(Beginning of PROVIDED INFORMATION)

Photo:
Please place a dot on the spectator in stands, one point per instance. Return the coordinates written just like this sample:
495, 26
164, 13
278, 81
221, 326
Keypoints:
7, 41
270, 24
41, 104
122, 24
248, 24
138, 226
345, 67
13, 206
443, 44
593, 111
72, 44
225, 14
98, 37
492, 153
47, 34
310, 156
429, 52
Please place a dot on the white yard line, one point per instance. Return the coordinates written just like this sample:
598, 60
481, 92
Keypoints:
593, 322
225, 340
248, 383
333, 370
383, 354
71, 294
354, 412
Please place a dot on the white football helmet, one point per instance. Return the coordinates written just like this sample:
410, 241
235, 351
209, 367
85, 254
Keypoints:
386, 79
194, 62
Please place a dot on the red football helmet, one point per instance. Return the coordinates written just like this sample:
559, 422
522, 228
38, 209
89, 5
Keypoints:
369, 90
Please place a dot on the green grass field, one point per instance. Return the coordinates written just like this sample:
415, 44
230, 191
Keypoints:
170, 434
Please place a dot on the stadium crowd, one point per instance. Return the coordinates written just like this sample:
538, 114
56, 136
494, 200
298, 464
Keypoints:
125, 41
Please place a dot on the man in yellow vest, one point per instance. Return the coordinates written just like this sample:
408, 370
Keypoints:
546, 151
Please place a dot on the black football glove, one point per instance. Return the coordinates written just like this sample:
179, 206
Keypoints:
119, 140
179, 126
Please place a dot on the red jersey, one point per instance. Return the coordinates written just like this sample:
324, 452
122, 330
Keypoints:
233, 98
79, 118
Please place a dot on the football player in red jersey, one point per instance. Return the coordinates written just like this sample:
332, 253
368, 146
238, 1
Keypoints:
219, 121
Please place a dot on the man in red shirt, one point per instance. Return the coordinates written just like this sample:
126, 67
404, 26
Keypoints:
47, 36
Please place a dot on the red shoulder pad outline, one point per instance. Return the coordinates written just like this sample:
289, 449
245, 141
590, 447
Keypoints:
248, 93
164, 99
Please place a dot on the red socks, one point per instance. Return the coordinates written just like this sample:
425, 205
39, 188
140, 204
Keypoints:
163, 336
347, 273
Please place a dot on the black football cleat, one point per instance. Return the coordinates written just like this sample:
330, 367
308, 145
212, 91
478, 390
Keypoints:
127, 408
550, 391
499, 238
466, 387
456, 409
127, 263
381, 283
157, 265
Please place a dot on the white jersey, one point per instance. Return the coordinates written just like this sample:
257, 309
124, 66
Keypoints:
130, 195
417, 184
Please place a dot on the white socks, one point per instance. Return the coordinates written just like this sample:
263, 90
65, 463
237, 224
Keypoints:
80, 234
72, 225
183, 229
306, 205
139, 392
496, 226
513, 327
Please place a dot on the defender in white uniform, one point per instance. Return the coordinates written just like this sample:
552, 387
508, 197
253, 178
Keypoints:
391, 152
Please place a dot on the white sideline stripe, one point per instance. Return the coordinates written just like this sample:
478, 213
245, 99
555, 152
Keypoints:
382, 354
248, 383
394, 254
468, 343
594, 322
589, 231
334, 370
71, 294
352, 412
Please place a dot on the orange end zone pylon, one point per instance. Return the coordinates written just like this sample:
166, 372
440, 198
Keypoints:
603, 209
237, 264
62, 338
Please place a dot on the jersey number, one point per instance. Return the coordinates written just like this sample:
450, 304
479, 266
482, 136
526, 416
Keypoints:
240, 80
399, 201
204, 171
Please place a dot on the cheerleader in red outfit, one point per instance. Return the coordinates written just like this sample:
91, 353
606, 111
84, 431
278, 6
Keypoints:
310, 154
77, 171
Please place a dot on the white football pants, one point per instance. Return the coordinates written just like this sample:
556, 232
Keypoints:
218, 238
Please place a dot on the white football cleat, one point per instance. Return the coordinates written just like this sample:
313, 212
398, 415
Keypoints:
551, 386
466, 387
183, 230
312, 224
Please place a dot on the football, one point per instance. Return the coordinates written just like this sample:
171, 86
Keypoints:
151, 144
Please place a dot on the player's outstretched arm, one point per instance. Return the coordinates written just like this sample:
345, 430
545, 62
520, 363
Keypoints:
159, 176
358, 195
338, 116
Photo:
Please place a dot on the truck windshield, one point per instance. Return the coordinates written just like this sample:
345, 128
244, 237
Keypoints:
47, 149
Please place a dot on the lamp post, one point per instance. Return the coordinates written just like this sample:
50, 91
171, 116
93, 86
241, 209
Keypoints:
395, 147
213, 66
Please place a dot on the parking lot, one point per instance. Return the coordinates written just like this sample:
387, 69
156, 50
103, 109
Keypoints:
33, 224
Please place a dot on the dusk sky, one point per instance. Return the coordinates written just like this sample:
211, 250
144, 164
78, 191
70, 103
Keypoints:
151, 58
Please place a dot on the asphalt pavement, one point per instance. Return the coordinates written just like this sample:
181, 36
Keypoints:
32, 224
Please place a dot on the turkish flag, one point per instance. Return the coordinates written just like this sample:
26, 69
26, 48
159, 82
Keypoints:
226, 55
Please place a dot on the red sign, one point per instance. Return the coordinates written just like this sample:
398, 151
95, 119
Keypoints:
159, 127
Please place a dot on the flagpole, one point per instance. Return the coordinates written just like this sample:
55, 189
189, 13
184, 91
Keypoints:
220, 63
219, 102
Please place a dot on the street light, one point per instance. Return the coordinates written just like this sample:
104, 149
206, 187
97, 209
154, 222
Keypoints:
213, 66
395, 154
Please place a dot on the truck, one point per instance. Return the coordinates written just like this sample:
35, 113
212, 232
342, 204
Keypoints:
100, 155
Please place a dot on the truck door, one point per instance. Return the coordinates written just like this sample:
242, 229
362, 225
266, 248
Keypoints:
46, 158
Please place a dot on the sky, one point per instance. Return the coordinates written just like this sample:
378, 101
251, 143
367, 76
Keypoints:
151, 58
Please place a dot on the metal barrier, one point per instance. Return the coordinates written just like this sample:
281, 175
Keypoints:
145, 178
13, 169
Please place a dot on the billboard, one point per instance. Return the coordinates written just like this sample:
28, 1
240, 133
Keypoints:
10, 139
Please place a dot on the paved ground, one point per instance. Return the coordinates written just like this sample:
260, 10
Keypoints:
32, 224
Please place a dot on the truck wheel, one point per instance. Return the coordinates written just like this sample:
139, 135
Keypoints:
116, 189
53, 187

(End of PROVIDED INFORMATION)

» EXERCISE
All the lines above must be output exactly, with none omitted.

» ANSWER SECTION
Photo:
Please place a dot on the spectator in stands, one point per instance. Return the coordinates written just like this sample:
495, 26
164, 13
278, 81
221, 326
Keypoints:
7, 41
270, 24
41, 104
122, 24
248, 24
138, 226
345, 67
13, 206
443, 44
593, 111
72, 44
225, 14
98, 37
492, 153
47, 34
310, 156
429, 52
Please place a dot on the white yard line, one point per instance. Return the coordinates written just like this sample:
598, 60
481, 92
Keypoints:
593, 322
225, 340
248, 383
333, 370
383, 354
71, 294
354, 412
Please place a dot on the white football helmet, one point per instance. Return the coordinates written just like this sample:
410, 241
235, 351
209, 367
85, 254
Keypoints:
386, 79
194, 62
Please place a dot on the red football helmet, one point per instance. Return the coordinates written just like this sample:
559, 422
522, 228
38, 209
89, 5
Keypoints:
369, 90
Please place a dot on the green grass field, one point per instance. Return the coordinates written just like this sample:
415, 44
230, 191
Keypoints:
170, 434
Please place a dot on the stadium crowd, one point per instance. Return the coordinates written just like this sample:
538, 114
56, 136
494, 200
298, 464
Keypoints:
125, 41
Please place a dot on the man in yellow vest, one point per instance. Return the coordinates written just like this sample:
408, 370
Keypoints:
546, 151
Please place a dot on the black football glove, one point per instance. Return the coordinates written just like this sample:
179, 206
Keypoints:
119, 140
179, 126
Please place a dot on the red jersey, one point per instance. Return the coordinates written just like this sample:
324, 452
122, 330
Keypoints:
233, 98
79, 118
Please place a dot on the football player in red jersey, one point per instance. Return the coordinates written just like this sample:
332, 253
368, 146
238, 1
Keypoints:
219, 121
Please place a dot on the man in red shirt, one point per instance. Return the coordinates written just like this sample:
126, 67
404, 26
Keypoints:
47, 36
Please place a dot on the red shoulder pad outline, one point per instance. Return the coordinates written just like this sample:
289, 449
245, 141
590, 447
Keypoints:
248, 93
164, 99
Please place a dot on the red socks, one point per instance. Return the coordinates written just like this sample:
425, 205
39, 188
140, 204
Keypoints:
163, 336
347, 273
Please place a dot on the black football cleat, one point per instance. Return the coordinates written just like this sample:
330, 367
308, 145
212, 91
478, 390
Keypoints:
127, 408
550, 391
499, 238
466, 387
456, 409
127, 263
381, 283
157, 265
Please place a dot on the white jersey, one point per instance. Return the coordinates written just like this sample:
257, 309
124, 66
Keypoints:
130, 195
417, 184
Please place a dot on the white socks, one point per instance. Return the coordinates written just like this sample:
263, 90
65, 463
237, 224
Keypoints:
80, 234
72, 225
183, 229
306, 205
139, 392
496, 226
513, 327
Please place a dot on the defender in white uniform, one point per instance. Return the coordinates written just like this sample:
552, 387
508, 197
253, 178
Keypoints:
391, 152
Please place a dot on the white sideline stripe, one point per instance. Return the coordinates written just like this sample:
478, 213
245, 99
555, 152
Keypoints:
382, 354
248, 383
394, 254
468, 343
594, 322
589, 231
334, 370
71, 294
352, 412
Please place a dot on the orange end zone pylon, one point per instance. Return the coordinates written just like this sample:
166, 372
440, 198
Keypoints:
603, 209
237, 264
62, 338
Please place a dot on the jersey number, one point per instance. Return the coordinates written just like this sample:
450, 304
479, 266
482, 136
526, 416
Keypoints:
240, 80
399, 201
204, 171
Please place a dot on the cheerleader in red outfit, one point per instance. Return the coordinates written just like this sample:
91, 353
606, 111
84, 431
278, 6
Keypoints:
310, 154
77, 171
Please place a dot on the white football pants, one point per instance. Return the coordinates written just like this sample:
556, 232
Keypoints:
218, 238
Please place a dot on the white football cleat, one point per instance. Return the coordinates written just like this sample:
313, 212
398, 415
Keypoints:
551, 386
466, 387
183, 230
312, 224
Please place a dot on the football, one point per instance. Return the coordinates written just like this sample:
171, 86
Keypoints:
151, 144
Please place a dot on the player's outstretched arm, one point per instance. Return the coordinates written just like this sample:
345, 430
545, 62
520, 363
Keypoints:
159, 176
358, 195
338, 116
Photo:
Please place a dot on the truck windshield, one point per instance. Return the coordinates written just like this sample:
345, 128
244, 237
Keypoints:
47, 149
Please place a dot on the lamp post, one point per instance. Return the coordinates written just like this sample:
50, 91
171, 116
93, 86
241, 209
Keypoints:
395, 147
213, 66
Please place a dot on the parking lot, one point per instance. Return the coordinates written just like this sample:
387, 69
156, 50
103, 109
Keypoints:
33, 224
Please place a dot on the dusk sky, one point per instance. Return the coordinates written just like this sample:
211, 250
144, 164
78, 191
70, 103
Keypoints:
151, 58
Please place a dot on the asphalt pavement, one point per instance. Return the coordinates written just like this sample:
181, 36
Keypoints:
32, 224
Please place a dot on the turkish flag, one point per instance. Return the coordinates written just like this sample:
26, 69
26, 48
159, 82
Keypoints:
226, 55
Please place a dot on the red sign, one point per instance. Return the coordinates written just like this sample:
398, 151
95, 119
Keypoints:
159, 127
Please place a dot on the flagpole, one point per instance. Return the coordinates written just like this sample:
55, 189
189, 13
184, 91
Keypoints:
220, 63
219, 102
Please place a dot on the street light, one point per instance. Return the coordinates written just like this sample:
104, 149
206, 187
97, 209
154, 222
Keypoints:
213, 66
395, 154
Please place a dot on the truck, one point per instance. Return the coordinates written just like this sample:
35, 113
212, 232
342, 204
Keypoints:
100, 155
Please place a dot on the truck door, one point per instance. Return the coordinates written just like this sample:
242, 229
362, 225
266, 248
Keypoints:
46, 158
Please place a dot on the sky, one point per instance. Return the coordinates written just like this sample:
378, 101
251, 143
367, 76
Keypoints:
151, 58
Please place a dot on the metal barrier, one point per instance. Return the coordinates written just like this sample:
281, 175
Keypoints:
145, 178
13, 169
Please place a dot on the billboard, one point per instance. Return the coordinates written just like this sample:
28, 1
240, 133
Keypoints:
10, 139
Please place a dot on the paved ground, one point per instance. Return the coordinates written just like this sample:
260, 10
Keypoints:
32, 224
Please place a dot on the truck wheel, one point per instance. Return the coordinates written just like this sample:
139, 135
Keypoints:
116, 189
53, 187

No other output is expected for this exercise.